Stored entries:
- Opening Delimiter -

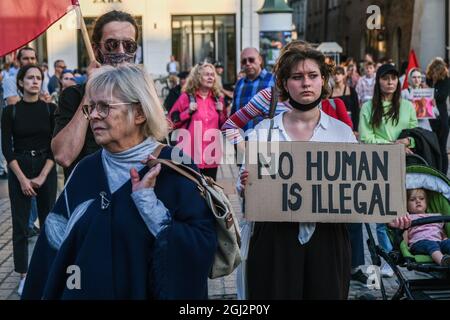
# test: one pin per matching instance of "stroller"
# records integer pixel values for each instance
(438, 286)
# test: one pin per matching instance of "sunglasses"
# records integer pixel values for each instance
(130, 46)
(250, 60)
(102, 109)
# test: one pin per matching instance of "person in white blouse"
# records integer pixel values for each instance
(299, 260)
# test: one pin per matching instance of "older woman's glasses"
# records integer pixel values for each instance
(111, 45)
(102, 108)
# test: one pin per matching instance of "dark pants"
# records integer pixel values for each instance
(355, 233)
(21, 204)
(429, 247)
(279, 267)
(441, 128)
(210, 172)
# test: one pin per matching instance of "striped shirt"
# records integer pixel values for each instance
(246, 89)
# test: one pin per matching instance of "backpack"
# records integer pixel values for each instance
(228, 254)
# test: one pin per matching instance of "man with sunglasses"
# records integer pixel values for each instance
(256, 78)
(114, 41)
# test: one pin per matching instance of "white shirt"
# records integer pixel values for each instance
(327, 130)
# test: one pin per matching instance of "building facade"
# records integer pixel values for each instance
(192, 30)
(422, 25)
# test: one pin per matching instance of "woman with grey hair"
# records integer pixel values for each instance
(122, 230)
(415, 82)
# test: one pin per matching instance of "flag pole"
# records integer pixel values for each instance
(85, 34)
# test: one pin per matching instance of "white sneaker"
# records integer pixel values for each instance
(21, 284)
(386, 271)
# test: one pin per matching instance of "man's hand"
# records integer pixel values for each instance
(38, 181)
(148, 181)
(27, 187)
(401, 222)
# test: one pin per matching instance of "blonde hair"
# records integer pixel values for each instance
(131, 83)
(437, 70)
(193, 80)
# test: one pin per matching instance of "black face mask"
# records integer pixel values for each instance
(114, 59)
(304, 107)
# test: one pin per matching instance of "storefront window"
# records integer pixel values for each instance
(209, 38)
(83, 58)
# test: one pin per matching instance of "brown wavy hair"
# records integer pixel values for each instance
(290, 56)
(193, 80)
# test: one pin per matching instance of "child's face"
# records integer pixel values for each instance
(417, 202)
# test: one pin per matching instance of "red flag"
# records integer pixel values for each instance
(23, 21)
(412, 63)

- Closing Delimiter -

# What is being asked
What is needed here is an exact transcript of the data above, pictures excluded.

# Problem solution
# test: one pin per matching instance of "stroller"
# records integer pixel values for each instance
(438, 286)
# test: one pin per matching instance of "sunglasses"
# records integer pixel values for each instance
(130, 46)
(250, 60)
(102, 109)
# test: one pin per matching instance of "person in white blouse"
# records integer pixel values for each instance
(299, 260)
# test: one pin per matching instance of "older woman's glasses"
# records integer pixel values for each instance
(111, 45)
(102, 108)
# test: one pin per matching instance of "dark pants"
# records integer pixel values for each instance
(355, 233)
(21, 204)
(429, 247)
(279, 267)
(441, 128)
(210, 172)
# test: one pin per matching instance of "striped shirt"
# records integer pixel values for each instance
(246, 89)
# test: one pin per matching instance of "backpack"
# records integer pixel values for each instance
(228, 254)
# test: one pin per matching instance of "man with sunglasses"
# records integer pixel values for each instance
(256, 78)
(114, 41)
# test: one pin per matching instance of "white shirt"
# records integer pixel values for each instance
(327, 130)
# test: one pin per matching instance of "building facade"
# records integer pixel values for each instance
(192, 30)
(422, 25)
# test: one pin per matching instance of "woman with grey hair"
# records integer pixel values for each instance
(122, 230)
(415, 82)
# test: one pin per matching instance of "flag pole"
# records integer pixel values for each instance
(85, 34)
# test: one pin per matching instance of "white sneaker"
# records integer pixel values for each instance
(21, 284)
(386, 271)
# test: one pin per matching instance of "man's hand"
# records integer pixel values for each instance
(38, 181)
(148, 181)
(27, 187)
(401, 222)
# test: one pin per matching instance of "blonde hair"
# records integer pixel values for each instance
(131, 83)
(437, 70)
(193, 80)
# test: one pin per matching instance of "black face mask"
# records integer pixel values for each instance
(114, 59)
(304, 107)
# test: one pin per matching instance of "storefront window"
# records integer pixel values for each instance
(209, 38)
(83, 58)
# test: one pin per matching instance of "brown wavy hair"
# records integer pixel values for each instance
(290, 56)
(193, 80)
# test: one pin per matching instance of "child's face"
# records integer pixel values for each instance
(417, 202)
# test: one pin per matching instance of "red flag"
# records integer pixel values for each instance
(23, 21)
(412, 63)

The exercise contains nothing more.